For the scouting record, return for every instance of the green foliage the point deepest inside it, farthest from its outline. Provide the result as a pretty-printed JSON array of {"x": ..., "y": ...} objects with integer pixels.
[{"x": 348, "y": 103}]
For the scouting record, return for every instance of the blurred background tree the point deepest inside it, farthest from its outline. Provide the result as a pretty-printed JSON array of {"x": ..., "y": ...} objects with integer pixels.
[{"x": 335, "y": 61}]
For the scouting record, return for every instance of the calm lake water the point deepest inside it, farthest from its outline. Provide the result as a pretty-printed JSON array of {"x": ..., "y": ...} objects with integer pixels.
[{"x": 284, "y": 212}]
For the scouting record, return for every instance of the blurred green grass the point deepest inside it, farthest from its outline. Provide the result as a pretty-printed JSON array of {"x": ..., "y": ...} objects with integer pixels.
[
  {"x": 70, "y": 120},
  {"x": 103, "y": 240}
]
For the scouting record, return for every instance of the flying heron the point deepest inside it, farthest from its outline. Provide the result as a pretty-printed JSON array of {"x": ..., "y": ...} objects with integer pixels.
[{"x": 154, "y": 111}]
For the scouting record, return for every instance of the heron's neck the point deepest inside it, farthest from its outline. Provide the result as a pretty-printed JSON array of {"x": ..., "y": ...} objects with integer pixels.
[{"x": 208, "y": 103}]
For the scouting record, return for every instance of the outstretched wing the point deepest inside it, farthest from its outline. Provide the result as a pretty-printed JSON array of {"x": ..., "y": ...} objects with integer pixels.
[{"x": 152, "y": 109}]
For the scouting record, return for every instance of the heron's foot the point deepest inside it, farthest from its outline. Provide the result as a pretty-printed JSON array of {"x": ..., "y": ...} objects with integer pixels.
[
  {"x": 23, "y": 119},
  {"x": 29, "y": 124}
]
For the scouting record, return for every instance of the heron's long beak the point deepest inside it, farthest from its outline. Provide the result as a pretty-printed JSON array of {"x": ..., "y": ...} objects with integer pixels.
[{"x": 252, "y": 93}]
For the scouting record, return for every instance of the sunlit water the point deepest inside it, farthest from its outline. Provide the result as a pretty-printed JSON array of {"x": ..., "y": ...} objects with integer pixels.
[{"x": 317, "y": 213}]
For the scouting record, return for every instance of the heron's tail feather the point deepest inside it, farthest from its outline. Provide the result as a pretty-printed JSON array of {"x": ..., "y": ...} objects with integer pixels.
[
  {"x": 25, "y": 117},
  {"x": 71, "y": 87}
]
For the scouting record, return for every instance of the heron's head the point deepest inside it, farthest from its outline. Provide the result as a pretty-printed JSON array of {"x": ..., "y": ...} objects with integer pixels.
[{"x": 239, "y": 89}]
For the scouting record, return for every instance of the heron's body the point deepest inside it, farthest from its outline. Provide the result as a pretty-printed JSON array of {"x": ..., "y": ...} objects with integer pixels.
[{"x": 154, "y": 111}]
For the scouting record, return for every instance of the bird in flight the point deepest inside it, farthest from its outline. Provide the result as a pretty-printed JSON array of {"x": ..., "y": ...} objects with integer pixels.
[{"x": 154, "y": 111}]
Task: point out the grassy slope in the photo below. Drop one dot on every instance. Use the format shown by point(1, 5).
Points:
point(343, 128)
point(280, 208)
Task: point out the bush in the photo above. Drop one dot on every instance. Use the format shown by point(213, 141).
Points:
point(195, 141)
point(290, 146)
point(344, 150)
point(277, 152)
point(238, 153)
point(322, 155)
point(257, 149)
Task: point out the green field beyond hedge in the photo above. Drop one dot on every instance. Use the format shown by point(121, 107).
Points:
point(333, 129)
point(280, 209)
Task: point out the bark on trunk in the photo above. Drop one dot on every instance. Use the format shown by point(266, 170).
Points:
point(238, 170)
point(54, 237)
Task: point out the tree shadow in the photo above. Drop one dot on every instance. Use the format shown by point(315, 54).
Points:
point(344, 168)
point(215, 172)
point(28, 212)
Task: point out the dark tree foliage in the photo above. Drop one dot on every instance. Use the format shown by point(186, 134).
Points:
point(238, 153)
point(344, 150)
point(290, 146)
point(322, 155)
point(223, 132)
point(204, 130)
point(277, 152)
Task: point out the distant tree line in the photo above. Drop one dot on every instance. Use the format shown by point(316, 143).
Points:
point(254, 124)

————————

Write the records above out again precisely.

For the scouting record, return for every instance of the green foliage the point deepest inside it, farthest from its outline. Provide the result as a pretty-printed JSON array of {"x": ..., "y": ...} objects with integer pixels.
[{"x": 348, "y": 103}]
For the scouting record, return for every instance of the blurred background tree the point deepest inside it, farthest from its outline. Provide the result as a pretty-printed JSON array of {"x": ..., "y": ...} objects with integer pixels.
[{"x": 335, "y": 61}]
For the scouting record, return for every instance of the calm lake water the point deepest inside it, farthest from its outline. Provide the result as a pretty-printed JSON array of {"x": ..., "y": ...} objects with integer pixels.
[{"x": 284, "y": 212}]
For the scouting record, return for every instance of the blurred green grass the point deepest inside it, farthest from its outline. Provide the result as a pretty-printed JSON array of {"x": ..., "y": ...} objects with integer pixels.
[
  {"x": 70, "y": 120},
  {"x": 103, "y": 240}
]
For the scouting record, return for every instance of the flying heron the point deepest inside it, farthest from its outline. Provide the result as a pretty-printed JSON array of {"x": ..., "y": ...} objects with integer pixels.
[{"x": 154, "y": 111}]
For the scouting record, return for every instance of the heron's neck the point deepest inside it, farthest from its outline. Provide the result as a pretty-printed JSON array of {"x": ..., "y": ...} objects with integer pixels.
[{"x": 208, "y": 103}]
For the scouting record, return for every instance of the outstretched wing the point deepest inside it, farthest from its outline. Provide the result as a pretty-printed JSON array of {"x": ..., "y": ...} objects with integer pixels.
[{"x": 152, "y": 109}]
For the scouting record, return for every instance of the heron's foot the point deepest inside it, farthest from its outline. Provide the result as a pretty-printed JSON array of {"x": ..., "y": ...} objects with integer pixels.
[
  {"x": 23, "y": 119},
  {"x": 29, "y": 124}
]
For the scouting record, return for every instance of the heron's long beak the point deepest inside it, farthest from its outline. Provide the result as a pretty-printed JSON array of {"x": ..., "y": ...} objects with integer pixels.
[{"x": 252, "y": 93}]
For the scouting record, return for every instance of the sunlit water the point deepest inside it, farthest from its outline. Provide the result as a pretty-printed JSON array of {"x": ..., "y": ...} objects with integer pixels.
[{"x": 317, "y": 213}]
For the scouting record, return for every instance of the heron's tail feather the point deepest inside it, farthest from its outline. Provide the result as a pretty-printed JSON array of {"x": ..., "y": ...} objects with integer pixels.
[
  {"x": 25, "y": 117},
  {"x": 71, "y": 87}
]
For the scouting record, return for every instance of the heron's head the point deepest inside it, farthest from its outline. Provide the result as a pretty-printed JSON array of {"x": ..., "y": ...} objects with integer pixels.
[{"x": 239, "y": 89}]
For the scouting record, return for every instance of the heron's body the point deepest inside it, farthest from its outline. Provide the result as a pretty-printed JSON array of {"x": ..., "y": ...} objects with integer pixels.
[{"x": 154, "y": 111}]
For the scouting record, return for every instance of the bird in flight the point deepest inside it, farthest from its outline. Provide the result as a pretty-printed JSON array of {"x": ..., "y": ...} objects with integer pixels.
[{"x": 154, "y": 111}]
Task: point out the grassy slope in the photo below. Drop one dot on every instance. Use the format shown by point(1, 5).
Points:
point(343, 128)
point(280, 208)
Task: point out the bush in the photo above. Drop one dot on every instance. Use the format shown by point(213, 141).
Points:
point(195, 141)
point(290, 146)
point(344, 150)
point(277, 152)
point(238, 153)
point(322, 155)
point(257, 149)
Task: point out the green field beyond hedge in the photo above. Drop one dot on every instance. Use the format shown by point(121, 107).
Points:
point(333, 129)
point(280, 209)
Task: point out the bark on trunk in the photo above. Drop one dot on every instance. Use the format shown by point(266, 170).
Points:
point(238, 170)
point(54, 237)
Task: point out the tree shadow in the photo above. Drop one dot on every instance. Use the format shown by point(315, 54).
Points:
point(344, 168)
point(215, 172)
point(28, 212)
Task: point out the dark tree foliage in the photo above. Drop one dot on every instance. Use the format shown by point(186, 134).
Points:
point(238, 153)
point(344, 150)
point(290, 146)
point(322, 155)
point(223, 132)
point(204, 130)
point(277, 152)
Task: point out the distant tree line in the photo above. Drop one dot on every instance. Use the format shown by point(316, 143).
Points:
point(254, 124)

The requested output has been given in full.